* [TASK INPUTS]:
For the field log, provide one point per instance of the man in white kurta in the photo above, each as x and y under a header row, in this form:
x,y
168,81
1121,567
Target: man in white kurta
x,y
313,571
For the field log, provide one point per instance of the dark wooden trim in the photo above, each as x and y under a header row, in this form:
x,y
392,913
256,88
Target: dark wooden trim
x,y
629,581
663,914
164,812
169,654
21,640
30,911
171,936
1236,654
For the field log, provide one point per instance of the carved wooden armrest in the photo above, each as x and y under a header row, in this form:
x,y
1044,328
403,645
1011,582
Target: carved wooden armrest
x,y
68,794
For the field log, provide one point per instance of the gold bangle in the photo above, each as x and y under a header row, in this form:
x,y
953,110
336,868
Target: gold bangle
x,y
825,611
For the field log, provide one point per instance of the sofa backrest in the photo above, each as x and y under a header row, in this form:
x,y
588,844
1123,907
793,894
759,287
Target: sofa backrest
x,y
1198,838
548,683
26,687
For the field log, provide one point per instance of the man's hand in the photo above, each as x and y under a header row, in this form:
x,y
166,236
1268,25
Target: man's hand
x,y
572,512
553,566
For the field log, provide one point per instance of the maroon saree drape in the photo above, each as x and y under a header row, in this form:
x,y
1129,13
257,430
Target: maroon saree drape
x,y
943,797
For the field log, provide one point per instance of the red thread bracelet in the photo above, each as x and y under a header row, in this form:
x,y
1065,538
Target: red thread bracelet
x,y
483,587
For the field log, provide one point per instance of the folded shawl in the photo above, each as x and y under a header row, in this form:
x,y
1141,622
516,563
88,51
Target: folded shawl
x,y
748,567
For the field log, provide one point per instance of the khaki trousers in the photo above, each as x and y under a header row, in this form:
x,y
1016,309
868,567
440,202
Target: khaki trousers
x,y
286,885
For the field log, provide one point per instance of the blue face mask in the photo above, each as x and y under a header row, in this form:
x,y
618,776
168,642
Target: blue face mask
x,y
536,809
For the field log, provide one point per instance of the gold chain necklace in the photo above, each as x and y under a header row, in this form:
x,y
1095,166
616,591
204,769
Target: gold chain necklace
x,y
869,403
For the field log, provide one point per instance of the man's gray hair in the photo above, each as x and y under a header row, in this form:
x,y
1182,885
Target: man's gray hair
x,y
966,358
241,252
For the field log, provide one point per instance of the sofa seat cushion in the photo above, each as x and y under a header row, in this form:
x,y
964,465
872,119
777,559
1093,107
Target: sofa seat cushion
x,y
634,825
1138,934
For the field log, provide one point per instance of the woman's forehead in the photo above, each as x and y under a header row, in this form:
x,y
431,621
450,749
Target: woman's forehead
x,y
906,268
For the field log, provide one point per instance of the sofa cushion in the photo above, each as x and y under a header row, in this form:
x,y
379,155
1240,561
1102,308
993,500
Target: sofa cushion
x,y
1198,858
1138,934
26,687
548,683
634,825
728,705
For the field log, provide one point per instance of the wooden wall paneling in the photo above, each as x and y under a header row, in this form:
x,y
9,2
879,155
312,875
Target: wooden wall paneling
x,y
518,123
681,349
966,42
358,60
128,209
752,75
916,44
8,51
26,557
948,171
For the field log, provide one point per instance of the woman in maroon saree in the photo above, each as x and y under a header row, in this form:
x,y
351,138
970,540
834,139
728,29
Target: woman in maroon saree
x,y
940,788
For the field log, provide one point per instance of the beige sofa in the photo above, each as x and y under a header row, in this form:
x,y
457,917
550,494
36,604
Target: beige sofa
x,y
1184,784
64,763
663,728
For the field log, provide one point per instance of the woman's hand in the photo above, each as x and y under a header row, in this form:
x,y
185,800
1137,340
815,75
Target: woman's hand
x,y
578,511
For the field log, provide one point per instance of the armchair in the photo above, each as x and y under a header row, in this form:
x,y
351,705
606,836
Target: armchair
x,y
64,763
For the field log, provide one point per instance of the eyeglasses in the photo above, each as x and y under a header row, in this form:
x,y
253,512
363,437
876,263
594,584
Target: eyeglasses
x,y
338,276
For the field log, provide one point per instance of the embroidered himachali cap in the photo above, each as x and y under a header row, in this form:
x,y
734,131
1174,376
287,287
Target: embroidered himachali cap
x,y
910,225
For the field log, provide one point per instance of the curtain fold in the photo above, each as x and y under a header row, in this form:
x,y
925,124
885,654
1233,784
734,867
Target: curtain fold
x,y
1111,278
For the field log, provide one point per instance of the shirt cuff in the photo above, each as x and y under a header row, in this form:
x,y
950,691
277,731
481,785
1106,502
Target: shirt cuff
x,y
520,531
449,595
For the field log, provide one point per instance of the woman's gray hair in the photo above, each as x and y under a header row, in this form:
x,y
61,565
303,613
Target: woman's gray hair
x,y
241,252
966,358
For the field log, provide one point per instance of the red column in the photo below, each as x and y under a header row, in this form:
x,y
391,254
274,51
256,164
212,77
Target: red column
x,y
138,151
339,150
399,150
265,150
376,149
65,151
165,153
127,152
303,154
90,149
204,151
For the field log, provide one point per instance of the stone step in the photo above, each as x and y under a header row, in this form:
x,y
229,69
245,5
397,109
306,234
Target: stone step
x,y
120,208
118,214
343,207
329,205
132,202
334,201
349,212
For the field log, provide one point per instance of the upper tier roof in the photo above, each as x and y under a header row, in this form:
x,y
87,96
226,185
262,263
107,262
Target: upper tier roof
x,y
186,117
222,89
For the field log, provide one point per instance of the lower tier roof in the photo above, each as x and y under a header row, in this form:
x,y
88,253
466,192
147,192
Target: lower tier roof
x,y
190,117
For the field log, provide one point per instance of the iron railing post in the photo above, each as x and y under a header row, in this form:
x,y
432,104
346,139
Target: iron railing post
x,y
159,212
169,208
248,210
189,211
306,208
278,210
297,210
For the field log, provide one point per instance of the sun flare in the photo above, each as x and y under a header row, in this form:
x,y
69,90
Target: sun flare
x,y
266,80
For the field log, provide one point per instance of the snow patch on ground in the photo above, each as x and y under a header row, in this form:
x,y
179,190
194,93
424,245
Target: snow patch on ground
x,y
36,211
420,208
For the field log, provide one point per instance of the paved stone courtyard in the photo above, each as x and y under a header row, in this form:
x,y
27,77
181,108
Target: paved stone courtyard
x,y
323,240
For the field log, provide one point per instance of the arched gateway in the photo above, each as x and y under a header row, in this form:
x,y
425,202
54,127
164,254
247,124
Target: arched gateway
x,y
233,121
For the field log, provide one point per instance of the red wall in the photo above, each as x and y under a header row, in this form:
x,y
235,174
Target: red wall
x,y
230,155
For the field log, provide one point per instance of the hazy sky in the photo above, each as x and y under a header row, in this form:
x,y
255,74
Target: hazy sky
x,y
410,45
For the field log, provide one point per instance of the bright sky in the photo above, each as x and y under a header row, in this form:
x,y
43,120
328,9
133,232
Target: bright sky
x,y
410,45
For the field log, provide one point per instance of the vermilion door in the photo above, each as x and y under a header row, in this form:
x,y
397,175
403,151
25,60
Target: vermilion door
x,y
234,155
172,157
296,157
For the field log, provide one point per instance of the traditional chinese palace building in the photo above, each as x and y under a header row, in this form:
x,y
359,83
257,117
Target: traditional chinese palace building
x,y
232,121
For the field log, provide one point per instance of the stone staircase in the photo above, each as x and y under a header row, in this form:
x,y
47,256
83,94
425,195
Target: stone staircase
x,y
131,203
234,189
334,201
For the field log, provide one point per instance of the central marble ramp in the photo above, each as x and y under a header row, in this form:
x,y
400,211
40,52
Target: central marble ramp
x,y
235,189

* [TASK TO COMPLETE]: Please scale the material starting with the line containing "the stone staircase" and going on through its final line, writing out every line again and multiplying each answer coordinate by 1.5, rounded to whole numbers with halves going up. All other numbers stay as they are.

* [EXPECTED ANSWER]:
For the field log, provide one point per instance of the stone staircase in the photo above, each as x and y under a header row, in this form:
x,y
47,256
83,94
425,195
Target: stone staircase
x,y
197,305
351,284
501,302
For the field log, provide one point per instance of the central marble ramp in the photo above, each as x and y under a header row, in this form:
x,y
400,211
40,52
Target: central marble ramp
x,y
353,284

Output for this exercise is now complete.